§ What you should do
Search the data for the string "query" and extract every line where it appears.

== Material for this exercise

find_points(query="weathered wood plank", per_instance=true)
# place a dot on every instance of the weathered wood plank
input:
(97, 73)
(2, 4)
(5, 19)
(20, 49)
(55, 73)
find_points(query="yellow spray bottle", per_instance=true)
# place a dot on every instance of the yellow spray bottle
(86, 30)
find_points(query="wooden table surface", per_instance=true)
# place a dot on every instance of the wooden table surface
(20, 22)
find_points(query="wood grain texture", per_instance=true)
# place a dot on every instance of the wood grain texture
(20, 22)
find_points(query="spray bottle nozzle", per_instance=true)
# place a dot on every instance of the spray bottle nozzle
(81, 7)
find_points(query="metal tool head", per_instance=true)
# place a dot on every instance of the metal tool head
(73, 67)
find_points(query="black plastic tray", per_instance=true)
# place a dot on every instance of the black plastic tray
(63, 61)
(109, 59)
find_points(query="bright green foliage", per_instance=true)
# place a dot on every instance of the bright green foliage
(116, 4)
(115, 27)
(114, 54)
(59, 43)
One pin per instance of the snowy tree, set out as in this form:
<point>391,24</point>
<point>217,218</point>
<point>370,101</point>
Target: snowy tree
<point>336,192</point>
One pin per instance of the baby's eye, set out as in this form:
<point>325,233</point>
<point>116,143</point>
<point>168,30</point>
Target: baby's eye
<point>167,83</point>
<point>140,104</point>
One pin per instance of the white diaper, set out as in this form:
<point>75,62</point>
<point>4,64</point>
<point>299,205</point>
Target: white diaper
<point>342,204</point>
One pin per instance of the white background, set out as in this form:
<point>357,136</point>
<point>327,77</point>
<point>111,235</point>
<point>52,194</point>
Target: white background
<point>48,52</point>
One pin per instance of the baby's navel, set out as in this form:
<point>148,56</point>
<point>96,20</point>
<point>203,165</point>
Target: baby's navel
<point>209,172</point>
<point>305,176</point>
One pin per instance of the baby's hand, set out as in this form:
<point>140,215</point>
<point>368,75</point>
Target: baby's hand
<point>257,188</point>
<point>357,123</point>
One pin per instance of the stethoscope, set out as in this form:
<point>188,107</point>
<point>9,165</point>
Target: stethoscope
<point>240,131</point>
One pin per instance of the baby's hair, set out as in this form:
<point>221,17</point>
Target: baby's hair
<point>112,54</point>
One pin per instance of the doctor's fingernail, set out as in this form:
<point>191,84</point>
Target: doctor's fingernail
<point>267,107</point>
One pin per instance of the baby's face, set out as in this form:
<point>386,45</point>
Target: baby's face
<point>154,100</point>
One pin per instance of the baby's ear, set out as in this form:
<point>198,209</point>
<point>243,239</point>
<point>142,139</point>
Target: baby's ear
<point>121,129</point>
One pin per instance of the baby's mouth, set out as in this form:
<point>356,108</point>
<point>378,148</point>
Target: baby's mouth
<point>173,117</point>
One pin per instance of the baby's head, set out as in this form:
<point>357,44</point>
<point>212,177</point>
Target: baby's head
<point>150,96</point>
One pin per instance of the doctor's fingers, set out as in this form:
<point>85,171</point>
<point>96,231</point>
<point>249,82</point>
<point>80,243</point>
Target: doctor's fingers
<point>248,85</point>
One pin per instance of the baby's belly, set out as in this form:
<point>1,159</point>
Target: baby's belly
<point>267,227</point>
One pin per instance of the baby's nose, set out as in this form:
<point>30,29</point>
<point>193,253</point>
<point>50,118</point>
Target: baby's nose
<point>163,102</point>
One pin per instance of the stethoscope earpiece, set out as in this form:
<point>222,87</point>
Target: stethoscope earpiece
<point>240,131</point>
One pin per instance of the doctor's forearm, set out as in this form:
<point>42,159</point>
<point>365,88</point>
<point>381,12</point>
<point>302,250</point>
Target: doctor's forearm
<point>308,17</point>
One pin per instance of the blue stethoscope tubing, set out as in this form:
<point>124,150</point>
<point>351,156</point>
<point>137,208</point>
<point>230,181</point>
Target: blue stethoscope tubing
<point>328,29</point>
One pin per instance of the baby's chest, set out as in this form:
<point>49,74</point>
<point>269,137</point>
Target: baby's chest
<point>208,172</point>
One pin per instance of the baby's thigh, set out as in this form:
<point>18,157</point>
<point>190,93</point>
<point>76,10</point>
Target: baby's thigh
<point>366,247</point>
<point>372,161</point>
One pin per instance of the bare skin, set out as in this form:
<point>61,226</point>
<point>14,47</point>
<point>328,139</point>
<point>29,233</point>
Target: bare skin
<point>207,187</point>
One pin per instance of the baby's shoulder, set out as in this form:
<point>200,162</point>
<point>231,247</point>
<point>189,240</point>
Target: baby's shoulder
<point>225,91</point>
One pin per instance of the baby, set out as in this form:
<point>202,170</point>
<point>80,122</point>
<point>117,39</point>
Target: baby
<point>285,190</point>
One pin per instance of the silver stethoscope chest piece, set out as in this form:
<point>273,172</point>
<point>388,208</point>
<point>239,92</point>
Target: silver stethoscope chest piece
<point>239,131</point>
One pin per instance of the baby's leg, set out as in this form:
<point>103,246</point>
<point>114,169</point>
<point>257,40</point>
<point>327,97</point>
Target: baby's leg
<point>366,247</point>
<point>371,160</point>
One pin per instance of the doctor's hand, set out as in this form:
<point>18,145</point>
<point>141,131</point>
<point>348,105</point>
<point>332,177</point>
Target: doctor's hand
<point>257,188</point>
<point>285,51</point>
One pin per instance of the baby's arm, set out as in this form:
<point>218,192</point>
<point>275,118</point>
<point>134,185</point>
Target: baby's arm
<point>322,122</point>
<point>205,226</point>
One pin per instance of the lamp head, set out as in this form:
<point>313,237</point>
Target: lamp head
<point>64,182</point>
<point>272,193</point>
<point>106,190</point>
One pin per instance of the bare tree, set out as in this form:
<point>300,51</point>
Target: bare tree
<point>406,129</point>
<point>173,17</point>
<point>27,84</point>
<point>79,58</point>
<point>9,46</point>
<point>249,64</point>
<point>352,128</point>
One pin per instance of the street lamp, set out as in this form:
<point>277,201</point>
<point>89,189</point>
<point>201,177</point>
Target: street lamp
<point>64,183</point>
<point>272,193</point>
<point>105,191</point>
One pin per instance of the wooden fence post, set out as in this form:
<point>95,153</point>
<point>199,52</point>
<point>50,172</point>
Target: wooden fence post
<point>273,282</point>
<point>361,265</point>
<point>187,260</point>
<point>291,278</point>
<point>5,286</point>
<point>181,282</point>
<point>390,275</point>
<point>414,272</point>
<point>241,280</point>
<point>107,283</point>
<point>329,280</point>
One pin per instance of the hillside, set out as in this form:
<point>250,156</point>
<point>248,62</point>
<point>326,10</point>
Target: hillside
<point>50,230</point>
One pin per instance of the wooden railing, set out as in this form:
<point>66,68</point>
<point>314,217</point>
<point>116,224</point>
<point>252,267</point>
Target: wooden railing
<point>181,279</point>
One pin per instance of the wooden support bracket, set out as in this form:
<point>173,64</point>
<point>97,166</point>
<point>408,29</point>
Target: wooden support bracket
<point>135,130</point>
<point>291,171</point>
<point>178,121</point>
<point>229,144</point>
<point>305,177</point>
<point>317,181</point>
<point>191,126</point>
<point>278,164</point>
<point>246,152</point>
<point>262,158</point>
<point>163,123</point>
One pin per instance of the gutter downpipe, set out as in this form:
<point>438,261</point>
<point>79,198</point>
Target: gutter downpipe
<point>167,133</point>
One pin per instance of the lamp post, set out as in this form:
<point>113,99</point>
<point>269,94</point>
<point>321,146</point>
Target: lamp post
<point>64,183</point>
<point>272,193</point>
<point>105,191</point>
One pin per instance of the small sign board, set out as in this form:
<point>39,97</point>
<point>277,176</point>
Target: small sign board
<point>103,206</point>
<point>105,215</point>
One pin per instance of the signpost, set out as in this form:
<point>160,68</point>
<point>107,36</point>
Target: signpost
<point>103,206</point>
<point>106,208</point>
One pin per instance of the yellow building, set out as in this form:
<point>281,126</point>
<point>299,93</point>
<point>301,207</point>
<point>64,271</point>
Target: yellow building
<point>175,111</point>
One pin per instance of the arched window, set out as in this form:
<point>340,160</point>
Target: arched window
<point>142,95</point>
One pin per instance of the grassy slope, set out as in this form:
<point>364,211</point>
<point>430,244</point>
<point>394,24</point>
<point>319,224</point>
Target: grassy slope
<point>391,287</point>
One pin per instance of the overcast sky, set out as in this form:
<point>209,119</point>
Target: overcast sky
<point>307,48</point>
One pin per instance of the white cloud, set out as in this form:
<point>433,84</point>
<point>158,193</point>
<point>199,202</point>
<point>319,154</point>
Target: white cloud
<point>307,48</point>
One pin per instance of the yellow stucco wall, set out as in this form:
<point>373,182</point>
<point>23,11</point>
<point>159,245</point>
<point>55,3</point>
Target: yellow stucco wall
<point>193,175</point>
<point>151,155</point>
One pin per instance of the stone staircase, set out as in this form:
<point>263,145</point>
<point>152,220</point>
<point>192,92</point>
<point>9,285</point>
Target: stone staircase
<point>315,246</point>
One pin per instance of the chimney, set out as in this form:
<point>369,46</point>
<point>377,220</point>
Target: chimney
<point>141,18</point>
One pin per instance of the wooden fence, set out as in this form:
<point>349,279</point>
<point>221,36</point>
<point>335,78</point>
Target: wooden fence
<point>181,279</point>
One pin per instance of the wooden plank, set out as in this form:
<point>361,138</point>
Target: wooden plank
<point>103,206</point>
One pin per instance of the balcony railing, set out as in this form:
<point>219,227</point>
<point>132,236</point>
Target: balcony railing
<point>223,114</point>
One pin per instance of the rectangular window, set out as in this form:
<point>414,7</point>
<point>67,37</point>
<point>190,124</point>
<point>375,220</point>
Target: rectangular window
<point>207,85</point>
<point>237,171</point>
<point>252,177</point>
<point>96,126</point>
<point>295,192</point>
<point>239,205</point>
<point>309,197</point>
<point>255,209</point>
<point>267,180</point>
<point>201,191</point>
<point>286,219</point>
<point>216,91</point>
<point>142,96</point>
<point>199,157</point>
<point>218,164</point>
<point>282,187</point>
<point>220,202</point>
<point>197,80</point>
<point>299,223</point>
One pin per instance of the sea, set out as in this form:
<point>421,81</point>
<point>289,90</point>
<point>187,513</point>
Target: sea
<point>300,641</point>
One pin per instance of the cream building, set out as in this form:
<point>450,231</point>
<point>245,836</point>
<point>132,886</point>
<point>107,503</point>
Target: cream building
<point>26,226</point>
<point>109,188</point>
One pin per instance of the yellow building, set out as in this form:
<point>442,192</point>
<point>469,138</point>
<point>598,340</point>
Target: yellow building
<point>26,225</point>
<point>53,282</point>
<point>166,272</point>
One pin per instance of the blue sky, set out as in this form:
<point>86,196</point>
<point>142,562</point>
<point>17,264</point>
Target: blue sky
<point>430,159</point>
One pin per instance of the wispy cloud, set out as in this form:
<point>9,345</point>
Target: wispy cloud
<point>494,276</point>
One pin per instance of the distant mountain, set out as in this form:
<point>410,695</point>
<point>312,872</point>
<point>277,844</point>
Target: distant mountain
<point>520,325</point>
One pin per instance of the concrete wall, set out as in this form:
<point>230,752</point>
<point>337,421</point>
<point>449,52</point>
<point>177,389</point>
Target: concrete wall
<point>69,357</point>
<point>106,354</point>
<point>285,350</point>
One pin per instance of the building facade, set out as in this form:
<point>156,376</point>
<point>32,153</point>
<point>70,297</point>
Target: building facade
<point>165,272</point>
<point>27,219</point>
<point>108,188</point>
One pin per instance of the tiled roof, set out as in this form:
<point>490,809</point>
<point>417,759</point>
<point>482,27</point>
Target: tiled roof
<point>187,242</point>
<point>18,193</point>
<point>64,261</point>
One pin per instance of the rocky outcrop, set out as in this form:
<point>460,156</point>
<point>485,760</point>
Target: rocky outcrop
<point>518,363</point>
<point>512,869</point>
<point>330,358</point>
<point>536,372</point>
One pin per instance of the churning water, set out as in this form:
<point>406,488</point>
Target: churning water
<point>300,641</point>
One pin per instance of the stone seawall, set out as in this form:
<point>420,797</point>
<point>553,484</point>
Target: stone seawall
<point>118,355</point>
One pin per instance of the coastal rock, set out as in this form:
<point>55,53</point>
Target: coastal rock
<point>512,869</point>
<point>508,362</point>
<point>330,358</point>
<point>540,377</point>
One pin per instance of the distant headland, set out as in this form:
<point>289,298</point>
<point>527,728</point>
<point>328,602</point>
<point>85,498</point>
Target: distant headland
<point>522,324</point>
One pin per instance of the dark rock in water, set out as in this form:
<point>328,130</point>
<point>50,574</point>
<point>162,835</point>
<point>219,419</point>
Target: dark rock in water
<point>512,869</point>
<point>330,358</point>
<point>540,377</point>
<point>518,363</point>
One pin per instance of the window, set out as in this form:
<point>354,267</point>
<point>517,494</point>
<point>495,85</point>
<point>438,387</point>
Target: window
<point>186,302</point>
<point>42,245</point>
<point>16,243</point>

====

§ Result of the exercise
find_points(query="weathered wood plank", per_instance=true)
find_points(query="yellow spray bottle", per_instance=true)
find_points(query="wooden table surface", per_instance=true)
find_points(query="wood grain texture", per_instance=true)
find_points(query="spray bottle nozzle", per_instance=true)
find_points(query="metal tool head", per_instance=true)
find_points(query="black plastic tray", per_instance=true)
find_points(query="bright green foliage", per_instance=true)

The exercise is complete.